◆ Entries supplied

● ● ● ●

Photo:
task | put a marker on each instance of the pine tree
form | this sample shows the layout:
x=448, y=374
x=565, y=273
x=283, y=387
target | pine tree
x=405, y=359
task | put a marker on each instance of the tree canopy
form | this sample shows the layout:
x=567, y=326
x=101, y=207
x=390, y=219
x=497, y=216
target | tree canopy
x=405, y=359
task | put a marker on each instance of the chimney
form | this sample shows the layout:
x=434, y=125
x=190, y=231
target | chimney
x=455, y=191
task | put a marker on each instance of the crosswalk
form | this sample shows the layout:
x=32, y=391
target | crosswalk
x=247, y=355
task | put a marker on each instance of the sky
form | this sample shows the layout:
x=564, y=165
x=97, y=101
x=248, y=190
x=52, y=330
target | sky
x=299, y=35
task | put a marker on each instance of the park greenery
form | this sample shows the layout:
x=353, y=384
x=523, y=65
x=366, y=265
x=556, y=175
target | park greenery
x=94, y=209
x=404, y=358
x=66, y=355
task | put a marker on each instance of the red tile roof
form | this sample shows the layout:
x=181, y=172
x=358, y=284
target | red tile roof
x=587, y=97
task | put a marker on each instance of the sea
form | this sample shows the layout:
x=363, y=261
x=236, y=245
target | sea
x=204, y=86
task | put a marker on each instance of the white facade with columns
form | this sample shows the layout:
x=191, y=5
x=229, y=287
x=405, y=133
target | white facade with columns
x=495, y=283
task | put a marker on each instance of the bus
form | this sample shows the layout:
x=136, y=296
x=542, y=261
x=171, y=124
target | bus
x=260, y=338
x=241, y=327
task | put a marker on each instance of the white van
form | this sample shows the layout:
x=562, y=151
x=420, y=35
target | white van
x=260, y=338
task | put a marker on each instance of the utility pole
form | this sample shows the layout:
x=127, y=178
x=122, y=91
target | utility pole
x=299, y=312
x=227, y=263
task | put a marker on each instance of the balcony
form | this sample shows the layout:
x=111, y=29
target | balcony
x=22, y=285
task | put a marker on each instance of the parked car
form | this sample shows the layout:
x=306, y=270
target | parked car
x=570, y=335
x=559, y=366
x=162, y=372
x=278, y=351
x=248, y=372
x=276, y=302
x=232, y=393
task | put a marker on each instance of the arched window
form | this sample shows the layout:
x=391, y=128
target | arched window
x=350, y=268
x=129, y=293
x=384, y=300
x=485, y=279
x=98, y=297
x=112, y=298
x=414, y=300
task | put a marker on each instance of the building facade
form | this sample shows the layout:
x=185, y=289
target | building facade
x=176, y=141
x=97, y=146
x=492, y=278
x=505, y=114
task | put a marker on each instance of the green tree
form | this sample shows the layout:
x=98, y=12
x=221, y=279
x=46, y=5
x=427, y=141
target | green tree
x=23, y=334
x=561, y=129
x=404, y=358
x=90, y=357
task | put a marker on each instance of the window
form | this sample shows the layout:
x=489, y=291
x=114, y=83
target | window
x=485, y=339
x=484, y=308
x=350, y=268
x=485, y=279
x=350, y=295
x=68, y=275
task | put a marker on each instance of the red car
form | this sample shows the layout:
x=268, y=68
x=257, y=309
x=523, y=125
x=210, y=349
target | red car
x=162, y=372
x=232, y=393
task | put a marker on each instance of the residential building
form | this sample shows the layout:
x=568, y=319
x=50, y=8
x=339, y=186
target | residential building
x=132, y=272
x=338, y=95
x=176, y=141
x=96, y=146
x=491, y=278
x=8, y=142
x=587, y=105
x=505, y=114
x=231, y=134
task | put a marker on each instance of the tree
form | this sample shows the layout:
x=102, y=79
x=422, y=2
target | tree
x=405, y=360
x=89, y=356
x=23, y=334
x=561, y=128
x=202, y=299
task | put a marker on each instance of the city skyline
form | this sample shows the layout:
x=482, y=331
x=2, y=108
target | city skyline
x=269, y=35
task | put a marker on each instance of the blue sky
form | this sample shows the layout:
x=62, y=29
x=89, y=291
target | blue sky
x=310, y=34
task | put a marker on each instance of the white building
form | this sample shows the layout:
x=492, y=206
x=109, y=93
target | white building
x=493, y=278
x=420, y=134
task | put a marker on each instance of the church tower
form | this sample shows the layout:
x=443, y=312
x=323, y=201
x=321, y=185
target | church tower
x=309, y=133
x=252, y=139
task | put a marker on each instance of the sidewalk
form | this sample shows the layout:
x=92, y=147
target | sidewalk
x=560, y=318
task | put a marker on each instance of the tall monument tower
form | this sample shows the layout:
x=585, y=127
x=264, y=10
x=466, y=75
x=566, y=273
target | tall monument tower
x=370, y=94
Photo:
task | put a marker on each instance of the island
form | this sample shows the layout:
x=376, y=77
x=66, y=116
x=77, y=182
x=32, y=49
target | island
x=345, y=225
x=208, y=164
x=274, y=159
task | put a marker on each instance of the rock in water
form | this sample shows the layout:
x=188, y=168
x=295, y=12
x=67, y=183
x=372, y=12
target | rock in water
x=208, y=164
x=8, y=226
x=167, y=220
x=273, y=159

● ● ● ●

◆ Aim
Copy out all of the data above, line for line, with no changes.

◆ Final answer
Photo:
task | put a marker on each instance of the pine tree
form | this sample shows the layout:
x=448, y=374
x=565, y=273
x=283, y=387
target | pine tree
x=405, y=359
task | put a marker on each instance of the tree canopy
form | this sample shows the layout:
x=567, y=326
x=101, y=207
x=390, y=219
x=497, y=216
target | tree canopy
x=405, y=359
task | put a marker on each instance of the chimney
form | this sample shows the layout:
x=434, y=125
x=190, y=231
target | chimney
x=455, y=191
task | put a marker on each instance of the crosswalk
form | this sample shows the layout:
x=32, y=391
target | crosswalk
x=247, y=355
task | put a marker on each instance of the sky
form | this sample shows the layout:
x=564, y=165
x=97, y=101
x=248, y=190
x=52, y=330
target | sky
x=299, y=35
task | put a marker on each instance of the park greenery
form | this sample shows the layout:
x=353, y=384
x=523, y=65
x=366, y=265
x=556, y=175
target | park greenery
x=94, y=209
x=404, y=358
x=66, y=355
task | put a marker on each instance of the red tile roof
form | this sample shows the layout:
x=181, y=172
x=358, y=284
target | red tile roof
x=587, y=97
task | put a marker on each instance of the sea
form | this sample shows the layout:
x=363, y=261
x=236, y=245
target | sea
x=204, y=86
task | put a marker on each instance of the white facade with columns
form | this sample shows the layout:
x=191, y=5
x=229, y=287
x=405, y=133
target | white facade with columns
x=495, y=283
task | put a marker on each instance of the bus
form | this sample shows the layout:
x=136, y=296
x=542, y=261
x=171, y=124
target | bus
x=260, y=338
x=241, y=327
task | put a marker on each instance of the white van
form | this sample shows the layout:
x=562, y=151
x=420, y=35
target | white van
x=260, y=338
task | put a marker on each instance of the utility pole
form | this sample shows the layout:
x=127, y=178
x=122, y=91
target | utility pole
x=299, y=312
x=227, y=263
task | put a marker on each instance of the balcony
form | this sample shows the layout:
x=111, y=29
target | balcony
x=22, y=285
task | put a marker on each instance of the parked car
form | this sample shows the layout:
x=306, y=270
target | parked car
x=570, y=335
x=559, y=366
x=162, y=372
x=278, y=351
x=248, y=372
x=276, y=302
x=232, y=393
task | put a marker on each instance of the arched window
form | this sample shows the layout:
x=391, y=128
target | arched window
x=350, y=268
x=129, y=293
x=384, y=300
x=485, y=279
x=98, y=297
x=112, y=298
x=414, y=300
task | put a marker on each instance of the building facade
form | this sample shows the layout:
x=185, y=289
target | building facade
x=176, y=141
x=97, y=146
x=492, y=278
x=505, y=114
task | put a marker on each instance of the green tree
form | this sample shows the layout:
x=98, y=12
x=221, y=279
x=46, y=5
x=427, y=141
target | green tree
x=23, y=334
x=561, y=129
x=404, y=358
x=90, y=357
task | put a marker on each instance of the window
form | this sample shows the layout:
x=489, y=291
x=114, y=83
target | window
x=485, y=339
x=484, y=308
x=350, y=268
x=485, y=279
x=350, y=295
x=68, y=275
task | put a marker on each instance of the red car
form | this sample shows the layout:
x=268, y=68
x=257, y=309
x=523, y=125
x=210, y=349
target | red car
x=162, y=372
x=232, y=393
task | put a marker on each instance of the residential building
form | this sample shows the layout:
x=568, y=319
x=50, y=8
x=339, y=186
target | residential building
x=132, y=272
x=338, y=95
x=176, y=141
x=96, y=146
x=491, y=278
x=8, y=142
x=587, y=105
x=505, y=114
x=231, y=134
task | put a marker on each instance of the tree
form | this sample shows the layout:
x=102, y=79
x=422, y=2
target | tree
x=405, y=360
x=89, y=356
x=23, y=334
x=561, y=128
x=202, y=299
task | put a marker on each instance of the city skyline
form | this sample shows the layout:
x=482, y=331
x=2, y=108
target | city skyline
x=269, y=35
task | put a marker on each instance of the blue sky
form | this sample shows the layout:
x=62, y=29
x=89, y=291
target | blue sky
x=310, y=34
task | put a marker on each instance of the white building
form | this sample shows the layout:
x=492, y=206
x=109, y=93
target | white building
x=493, y=278
x=420, y=134
task | put a marker on each instance of the church tower
form | this sample shows the layout:
x=443, y=312
x=323, y=201
x=321, y=185
target | church tower
x=309, y=133
x=252, y=139
task | put a marker on each instance of the sidewalk
form | this sample shows the layout:
x=92, y=147
target | sidewalk
x=560, y=318
task | put a marker on each instance of the tall monument tower
form | this sample shows the layout:
x=585, y=127
x=264, y=10
x=466, y=75
x=566, y=273
target | tall monument tower
x=370, y=94
Photo:
task | put a marker on each instance of the island
form | this sample shows the layout:
x=376, y=77
x=66, y=116
x=77, y=182
x=32, y=49
target | island
x=345, y=225
x=208, y=164
x=274, y=159
task | put a marker on each instance of the rock in water
form | this sample shows the layout:
x=188, y=168
x=295, y=12
x=67, y=183
x=372, y=12
target | rock in water
x=208, y=164
x=8, y=226
x=167, y=220
x=273, y=159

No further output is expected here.